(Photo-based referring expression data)
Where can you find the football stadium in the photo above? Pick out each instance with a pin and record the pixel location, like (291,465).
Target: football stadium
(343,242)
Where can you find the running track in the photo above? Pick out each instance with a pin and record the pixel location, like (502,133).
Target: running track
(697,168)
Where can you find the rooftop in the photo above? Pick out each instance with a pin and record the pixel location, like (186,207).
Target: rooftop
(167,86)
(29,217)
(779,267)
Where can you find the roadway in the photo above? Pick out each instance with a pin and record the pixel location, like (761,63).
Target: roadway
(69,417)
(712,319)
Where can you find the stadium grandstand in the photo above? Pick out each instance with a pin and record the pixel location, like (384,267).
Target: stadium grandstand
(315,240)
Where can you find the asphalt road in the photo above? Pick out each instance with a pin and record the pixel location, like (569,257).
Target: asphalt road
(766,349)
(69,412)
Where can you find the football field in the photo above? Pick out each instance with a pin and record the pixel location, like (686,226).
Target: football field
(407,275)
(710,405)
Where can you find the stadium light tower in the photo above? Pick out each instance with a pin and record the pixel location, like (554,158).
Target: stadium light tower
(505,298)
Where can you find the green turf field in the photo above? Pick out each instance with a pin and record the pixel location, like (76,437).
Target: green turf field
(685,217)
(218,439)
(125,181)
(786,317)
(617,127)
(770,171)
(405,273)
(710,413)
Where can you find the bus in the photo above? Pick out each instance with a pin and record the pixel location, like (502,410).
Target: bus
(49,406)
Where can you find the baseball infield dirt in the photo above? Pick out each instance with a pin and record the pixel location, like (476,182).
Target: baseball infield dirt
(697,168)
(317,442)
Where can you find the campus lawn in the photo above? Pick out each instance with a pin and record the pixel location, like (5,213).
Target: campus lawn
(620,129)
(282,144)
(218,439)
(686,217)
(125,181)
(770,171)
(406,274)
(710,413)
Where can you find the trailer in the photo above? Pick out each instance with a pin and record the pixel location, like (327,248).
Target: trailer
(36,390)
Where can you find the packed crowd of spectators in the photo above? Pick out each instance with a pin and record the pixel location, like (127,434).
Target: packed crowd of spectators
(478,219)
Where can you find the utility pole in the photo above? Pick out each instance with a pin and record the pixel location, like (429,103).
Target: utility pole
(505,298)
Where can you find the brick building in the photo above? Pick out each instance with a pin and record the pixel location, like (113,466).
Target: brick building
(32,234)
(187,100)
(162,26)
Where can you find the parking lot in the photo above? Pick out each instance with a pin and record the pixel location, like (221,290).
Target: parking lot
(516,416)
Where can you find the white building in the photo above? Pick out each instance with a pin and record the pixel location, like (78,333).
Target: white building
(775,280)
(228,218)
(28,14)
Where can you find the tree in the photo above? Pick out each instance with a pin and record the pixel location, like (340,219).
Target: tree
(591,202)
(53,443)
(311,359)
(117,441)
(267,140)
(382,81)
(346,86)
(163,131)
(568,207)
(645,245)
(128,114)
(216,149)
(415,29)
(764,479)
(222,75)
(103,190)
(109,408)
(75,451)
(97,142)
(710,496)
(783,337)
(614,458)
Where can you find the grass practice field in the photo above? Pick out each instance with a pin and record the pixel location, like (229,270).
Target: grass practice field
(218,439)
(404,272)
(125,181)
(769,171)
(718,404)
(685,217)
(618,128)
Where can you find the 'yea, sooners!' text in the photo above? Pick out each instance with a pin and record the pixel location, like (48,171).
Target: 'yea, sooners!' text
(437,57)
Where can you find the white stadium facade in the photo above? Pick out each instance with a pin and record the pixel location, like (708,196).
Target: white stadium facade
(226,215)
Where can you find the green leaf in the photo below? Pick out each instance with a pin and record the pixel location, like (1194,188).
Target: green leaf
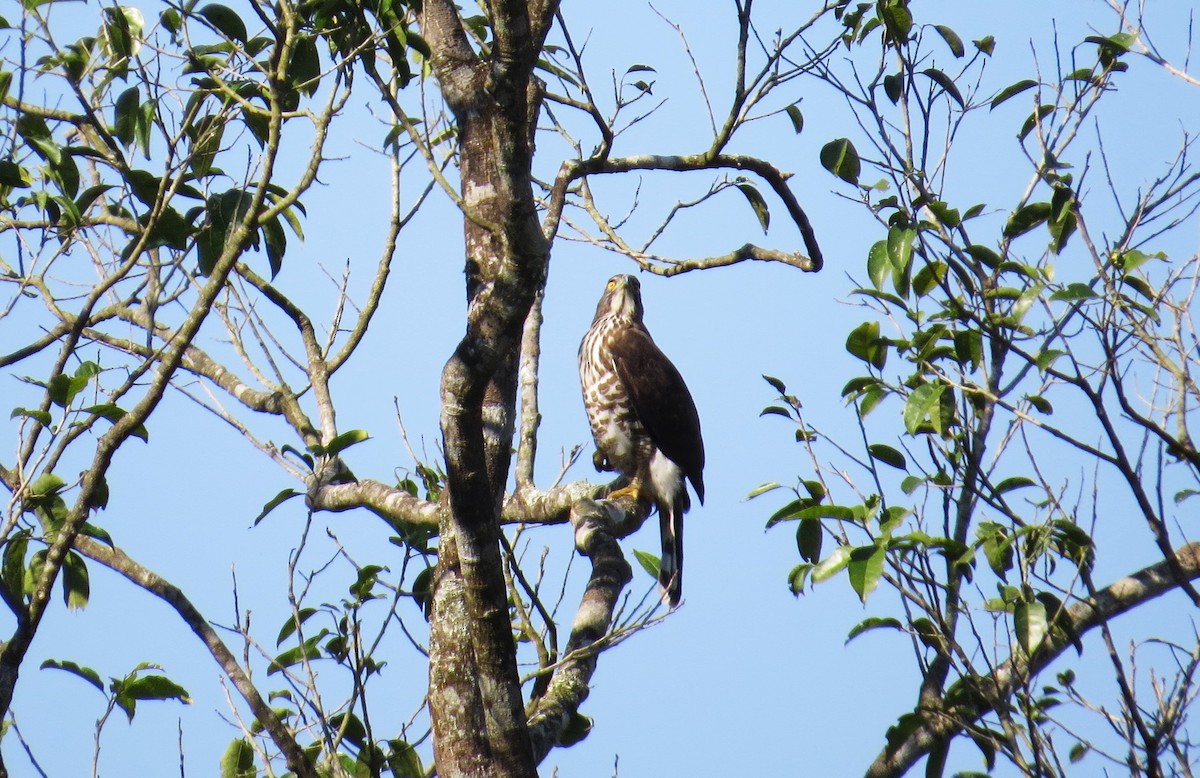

Task statement: Report each line in the entries where the string "leaf" occurs.

Response area:
Where can you find the green leaf in the photo below? Pick out each instance with a pin and record the pixel location, like (1194,188).
Target: green leaf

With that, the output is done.